30Le « contrôle orienté » permet également de souligner des différenciations fines dans la mise en œuvre des instruments de rationalisation de l’action publique au sein d’un même département ministériel. D’autres différenciations ont déjà été présentées à ce sujet. On pense aux travaux de Christopher Hood, montrant qu’il existe une distinction entre instruments selon les ressources d’autorité qu’ils mobilisent (Hood, 1993), et à ceux de Pierre Lascoumes, montrant que ces instruments se distinguent aussi selon le type de rapport politique qu’ils organisent et le type de légitimité qu’ils supposent (Lascoumes, 2004). Nous avons ajouté une dimension qui est plus explicitement politique et qui touche au domaine précis où cette rationalisation opère. Ainsi, nous avons révélé la présence de trois mécanismes distincts. Le premier, que nous avons vu s’illustrer dans le Patrimoine, est celui de la « gouvernementalité », au sens foucaldien du terme. Point n’est besoin de piloter à distance un secteur où la reconcentration est dans les mentalités, dans le réseau diversifié des procédures et valeurs communes. Le deuxième mécanisme est celui du « gouvernement à distance », où la décision elle-même est déportée d’un lieu à l’autre du spectre d’action publique, aux fins de contrôle de la substance en question. Il est caractéristique de ce qui s’opère en matière de Transmission des savoirs. Le troisième mécanisme celui de la « bipolarisation », où une différenciation s’institue entre une gestion déconcentrée des ressources ordinaires et l’activation centrale de ressources sélectives, de primes, de fonds ciblés, etc. Cette « bipolarisation », plus spécifique au domaine de la Création, est justifiée, comme les précédentes, par la singularité politique du secteur lui-même, et l’influence qu’on lui prête dans la société. Il n’est pas interdit de penser que la coexistence, au sein d’un même ministère, de plusieurs orientations du contrôle, soit applicable à d’autres administrations que celle de la Culture.

▶ CONSIGNE:
Répondez aux questions suivantes d'après le texte sur le contrôle orienté.
(a) Selon quel critère Christopher Hood distingue-t-il les instruments ?
(b) Quel mécanisme caractérise la Transmission des savoirs ?
(c) À quel domaine la « bipolarisation » est-elle plus spécifique ?

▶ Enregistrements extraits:
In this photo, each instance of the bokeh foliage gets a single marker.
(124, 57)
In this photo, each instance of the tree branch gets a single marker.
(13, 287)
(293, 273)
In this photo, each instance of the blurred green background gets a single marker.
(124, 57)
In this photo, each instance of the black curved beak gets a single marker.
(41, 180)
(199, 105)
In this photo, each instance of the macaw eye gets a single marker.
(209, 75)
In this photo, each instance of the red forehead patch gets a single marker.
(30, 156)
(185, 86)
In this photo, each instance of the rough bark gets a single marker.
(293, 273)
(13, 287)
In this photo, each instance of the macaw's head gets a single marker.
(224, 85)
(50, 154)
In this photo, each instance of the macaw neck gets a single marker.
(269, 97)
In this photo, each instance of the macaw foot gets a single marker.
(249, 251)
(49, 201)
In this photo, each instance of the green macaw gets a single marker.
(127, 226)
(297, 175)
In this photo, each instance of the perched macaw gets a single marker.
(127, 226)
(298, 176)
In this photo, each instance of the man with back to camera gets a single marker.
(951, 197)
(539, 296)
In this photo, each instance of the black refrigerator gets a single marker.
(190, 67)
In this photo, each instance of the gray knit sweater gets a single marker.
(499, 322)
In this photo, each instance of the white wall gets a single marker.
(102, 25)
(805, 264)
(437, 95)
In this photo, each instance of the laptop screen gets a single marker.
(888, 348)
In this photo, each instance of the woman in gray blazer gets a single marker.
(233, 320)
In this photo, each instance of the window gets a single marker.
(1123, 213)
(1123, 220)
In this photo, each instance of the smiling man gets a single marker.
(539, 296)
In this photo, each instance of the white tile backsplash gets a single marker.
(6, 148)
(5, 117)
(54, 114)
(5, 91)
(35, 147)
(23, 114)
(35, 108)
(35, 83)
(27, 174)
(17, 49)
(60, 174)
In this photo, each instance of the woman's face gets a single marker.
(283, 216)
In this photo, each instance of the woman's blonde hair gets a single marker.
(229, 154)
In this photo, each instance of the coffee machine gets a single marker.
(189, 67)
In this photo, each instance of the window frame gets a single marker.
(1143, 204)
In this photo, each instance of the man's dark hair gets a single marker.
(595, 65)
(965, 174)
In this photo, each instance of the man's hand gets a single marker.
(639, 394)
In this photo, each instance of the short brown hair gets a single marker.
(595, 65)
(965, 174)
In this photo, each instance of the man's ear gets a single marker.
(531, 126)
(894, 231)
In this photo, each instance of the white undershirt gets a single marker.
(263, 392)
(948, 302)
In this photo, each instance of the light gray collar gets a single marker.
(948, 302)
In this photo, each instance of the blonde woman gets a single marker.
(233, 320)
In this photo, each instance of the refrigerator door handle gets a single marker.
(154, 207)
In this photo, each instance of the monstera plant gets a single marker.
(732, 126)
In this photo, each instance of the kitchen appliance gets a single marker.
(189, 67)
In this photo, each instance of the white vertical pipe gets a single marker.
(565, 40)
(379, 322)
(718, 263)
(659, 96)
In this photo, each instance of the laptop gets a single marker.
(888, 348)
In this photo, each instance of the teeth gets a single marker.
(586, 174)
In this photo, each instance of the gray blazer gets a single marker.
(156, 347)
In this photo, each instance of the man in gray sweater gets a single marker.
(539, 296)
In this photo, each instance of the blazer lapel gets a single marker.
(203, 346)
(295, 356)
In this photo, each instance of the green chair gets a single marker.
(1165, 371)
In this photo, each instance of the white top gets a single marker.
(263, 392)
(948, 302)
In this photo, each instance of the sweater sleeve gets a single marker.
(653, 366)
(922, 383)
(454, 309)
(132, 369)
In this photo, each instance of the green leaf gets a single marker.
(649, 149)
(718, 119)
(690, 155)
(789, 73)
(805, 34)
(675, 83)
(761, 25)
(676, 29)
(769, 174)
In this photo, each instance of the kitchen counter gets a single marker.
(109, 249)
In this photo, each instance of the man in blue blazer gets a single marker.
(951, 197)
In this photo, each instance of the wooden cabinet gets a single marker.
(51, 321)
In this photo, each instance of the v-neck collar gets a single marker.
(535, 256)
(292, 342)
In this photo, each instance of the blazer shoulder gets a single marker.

▶ CORRIGÉ:
(a) Selon les ressources d'autorité qu'ils mobilisent.
(b) Le « gouvernement à distance ».
(c) Au domaine de la Création.